EXCERPT:
Victim, what?

Except in the most intimate of safe spaces, relegated to therapy and a few family and friends, I rarely share my specific stories of abuse, neglect and molestation. Only in recent years have I called myself a “survivor” related to that combination of things. It’s as if growing up poor, black and female shouldn’t include more trauma, or that it’s so obvious given my identity and upbringing and moot as a result. But there was catastrophic trauma and oftentimes I keep quiet and rage inside because no one wants to hear another story from someone like me. I don’t share the inappropriate touches and sexual assaults because ignorant and/or hateful people want to make that my reason for being queer. It doesn’t seem worth it to discuss the constant beatings and verbal violence from my grandmother until about age 11 because people won’t hear the immense love she also had for me and protection she offered me out of constant fear that my mother’s partners might rape me. No one ever considered the women, random children and babysitters, unsurprisingly. Grandma had reasons to be afraid. My mother was kidnapped, gang raped, drugged and impregnated with my older sister at 14 after all; something I wouldn’t learn about until my 30s, after that sister, my mother and grandmother had all been dead for over a decade.

Occasionally I’ll reference my witnessing of the domestic violence and sexual exploitation in my home growing up, which caused my mother to be detached emotionally at critical times since she was barely holding onto herself then. This trauma marked all of my childhood and still wears on me. Usually this is raised as a matter of fact and through humor – sometimes through twisted stories, all true, of me coming of age through violence as retaliation, school and local violence or when I thought I had learned to harness my own sexual power with countless boys and many more men before I was a woman and even after I was. It’s difficult to share these stories or to remember them. It sounds like justification for bad behavior. The numbness that’s sometimes required for me to function and serve others is all I have in my most vulnerable times. I shut my shit down when I’m still more fortunate than my black and brown peers or their offspring. So I let other believable women and men and underrepresented and discounted transgender people take the lead. I let liars exploit our stories for profit so I don’t have to be abused further. Because no one wants to hear this from me. Or they do, but want to hear only this from me. Because I’m supposed to be nothing.

When I skip to resilience without these stories, I’m disjointed. When I remain silent, I suffer. When I share though, I’m sometimes bare and uncared for, or people just don’t know what to do with it, or then I’m positioned to care for them since it’s too heavy for them to digest. Every now and again, someone asks, listens, abstains from judgement and offers comfort. And if they’re really loving they don’t use it against me in conflict. Thank you to those. In moments of their support and celebration, I’m told to write books about it since that’s the only way people think a story can be told, because capitalism, and our obsession with certain narratives, as if it’s not perpetually living on my soul, eyes and skin telling all kinds of stories. Still, I don’t know what to do with all this pain, all these stories, all this harm. It’s a litany of traumatic experiences before the age of 18 to have to recount and use for God’s glory, mostly before the age of 11, before I had even caused my own harm to myself and others. And it feels really fucking unfair in moments like this. But I blog anyway. Some good must come from this. And today, I don’t feel much like a survivor so I’ll fake it til I do.

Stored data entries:
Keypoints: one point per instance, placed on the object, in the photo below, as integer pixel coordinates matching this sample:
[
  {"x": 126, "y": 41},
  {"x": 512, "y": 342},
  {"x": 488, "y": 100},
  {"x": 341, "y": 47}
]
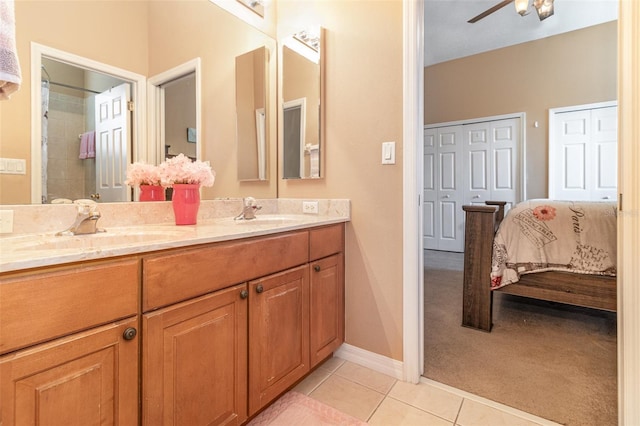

PROBLEM STATEMENT:
State what the writer of the blog post "Victim, what?" says she will do today, given that she doesn't feel much like a survivor.

COMPLETED TASK:
She will fake it until she does feel like a survivor.